## start Reading text

Taiwan’s Civil Aviation Administration says China has not shared key details about Xiamen Xiang’an International Airport, which is nearing completion a short distance from Kinmen. The closest point between the new site and Taiwan controlled Kinmen islands is about 3 km, and the gap between the new airport and Kinmen airport is less than 10 km. This proximity, Taiwan argues, requires early and detailed coordination to keep flight operations safe.

Construction work on Dadeng Island is visible and audible from Kinmen. Cranes, floodlights, and dredging have transformed the shoreline opposite the islets. With work accelerating toward a planned opening as early as 2026, Taiwanese regulators say they still do not have the minimum data needed to assess risk, design deconfliction procedures, or update pilot information.

Once operating, Xiang’an is slated to become the main airport serving Xiamen, replacing Xiamen Gaoqi. Planning documents describe multiple long runways suitable for widebody aircraft and a large terminal that can handle tens of millions of passengers a year by 2030. The site sits on reclaimed land facing Kinmen and Quanzhou Bay, placing a busy hub beside a sensitive frontier.

Kinmen airport, by contrast, is a compact facility that mainly serves domestic routes to Taipei, Taichung, and Kaohsiung, plus occasional international charters. Its traffic peaks during weekends and holidays when visitors cross by ferry from Xiamen and transfer to flights within Taiwan. Even at current volumes, any unplanned change in airspace or scheduling next door would be felt quickly in Kinmen tower and radar control.

## end Reading text
## start Extracted material

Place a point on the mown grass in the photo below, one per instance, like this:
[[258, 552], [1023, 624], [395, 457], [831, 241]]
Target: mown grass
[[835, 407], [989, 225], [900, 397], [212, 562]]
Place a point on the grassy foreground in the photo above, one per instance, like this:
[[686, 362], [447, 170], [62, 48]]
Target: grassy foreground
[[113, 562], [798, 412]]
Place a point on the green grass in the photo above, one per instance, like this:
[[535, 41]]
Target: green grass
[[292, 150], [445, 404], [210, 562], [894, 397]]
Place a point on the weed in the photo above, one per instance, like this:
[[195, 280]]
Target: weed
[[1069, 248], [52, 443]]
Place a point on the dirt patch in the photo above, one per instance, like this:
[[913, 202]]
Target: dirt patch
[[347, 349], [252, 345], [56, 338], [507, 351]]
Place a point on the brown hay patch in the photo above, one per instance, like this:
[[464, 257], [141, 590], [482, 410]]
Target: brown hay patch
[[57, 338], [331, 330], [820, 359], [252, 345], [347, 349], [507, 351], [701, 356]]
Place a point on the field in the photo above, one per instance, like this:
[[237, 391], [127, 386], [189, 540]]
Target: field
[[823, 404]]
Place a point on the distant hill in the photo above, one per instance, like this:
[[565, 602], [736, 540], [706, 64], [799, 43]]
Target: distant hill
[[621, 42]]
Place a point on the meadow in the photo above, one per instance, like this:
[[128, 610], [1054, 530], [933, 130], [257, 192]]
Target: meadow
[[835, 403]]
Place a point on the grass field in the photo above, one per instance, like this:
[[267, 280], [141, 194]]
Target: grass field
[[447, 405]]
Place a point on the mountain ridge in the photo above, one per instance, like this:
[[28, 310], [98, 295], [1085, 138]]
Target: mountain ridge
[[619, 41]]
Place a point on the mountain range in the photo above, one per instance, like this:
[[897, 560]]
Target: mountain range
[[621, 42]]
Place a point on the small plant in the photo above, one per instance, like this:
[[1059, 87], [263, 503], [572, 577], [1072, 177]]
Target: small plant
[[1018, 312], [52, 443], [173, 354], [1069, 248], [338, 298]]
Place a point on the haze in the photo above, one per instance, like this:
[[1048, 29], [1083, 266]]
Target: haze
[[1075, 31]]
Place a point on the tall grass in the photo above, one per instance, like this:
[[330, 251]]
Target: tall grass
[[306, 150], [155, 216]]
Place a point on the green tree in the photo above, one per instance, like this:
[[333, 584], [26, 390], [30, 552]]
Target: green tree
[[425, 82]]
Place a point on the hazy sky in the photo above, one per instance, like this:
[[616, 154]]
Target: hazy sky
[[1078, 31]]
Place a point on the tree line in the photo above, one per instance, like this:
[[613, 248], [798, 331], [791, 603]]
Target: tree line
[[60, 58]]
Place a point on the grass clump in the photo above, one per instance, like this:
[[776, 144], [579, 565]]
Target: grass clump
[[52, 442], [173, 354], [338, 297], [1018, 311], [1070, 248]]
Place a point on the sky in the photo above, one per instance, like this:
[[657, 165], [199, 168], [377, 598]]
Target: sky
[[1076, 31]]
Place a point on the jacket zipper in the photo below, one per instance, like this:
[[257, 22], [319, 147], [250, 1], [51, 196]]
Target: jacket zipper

## end Extracted material

> Tasks to perform
a – In the text on the new Xiamen airport, which existing airport is Xiang’an slated to replace as Xiamen’s main airport?
b – Retype the part of the Xiamen airport text starting at "Construction work on" and ending at "a sensitive frontier.".
c – Does each statement agree with the Xiamen airport text? Answer yes or no for each, quoting the deciding words. (i) The closest point between the new airport site and the Kinmen islands is about 3 km. (ii) Kinmen airport mainly serves international routes. (iii) The Xiang’an site sits on reclaimed land.

> Expected results
a – Xiamen Gaoqi

b –
Construction work on Dadeng Island is visible and audible from Kinmen. Cranes, floodlights, and dredging have transformed the shoreline opposite the islets. With work accelerating toward a planned opening as early as 2026, Taiwanese regulators say they still do not have the minimum data needed to assess risk, design deconfliction procedures, or update pilot information.

Once operating, Xiang’an is slated to become the main airport serving Xiamen, replacing Xiamen Gaoqi. Planning documents describe multiple long runways suitable for widebody aircraft and a large terminal that can handle tens of millions of passengers a year by 2030. The site sits on reclaimed land facing Kinmen and Quanzhou Bay, placing a busy hub beside a sensitive frontier.

c –
(i) Yes: "The closest point between the new site and Taiwan controlled Kinmen islands is about 3 km"
(ii) No: "mainly serves domestic routes to Taipei, Taichung, and Kaohsiung"
(iii) Yes: "The site sits on reclaimed land facing Kinmen and Quanzhou Bay"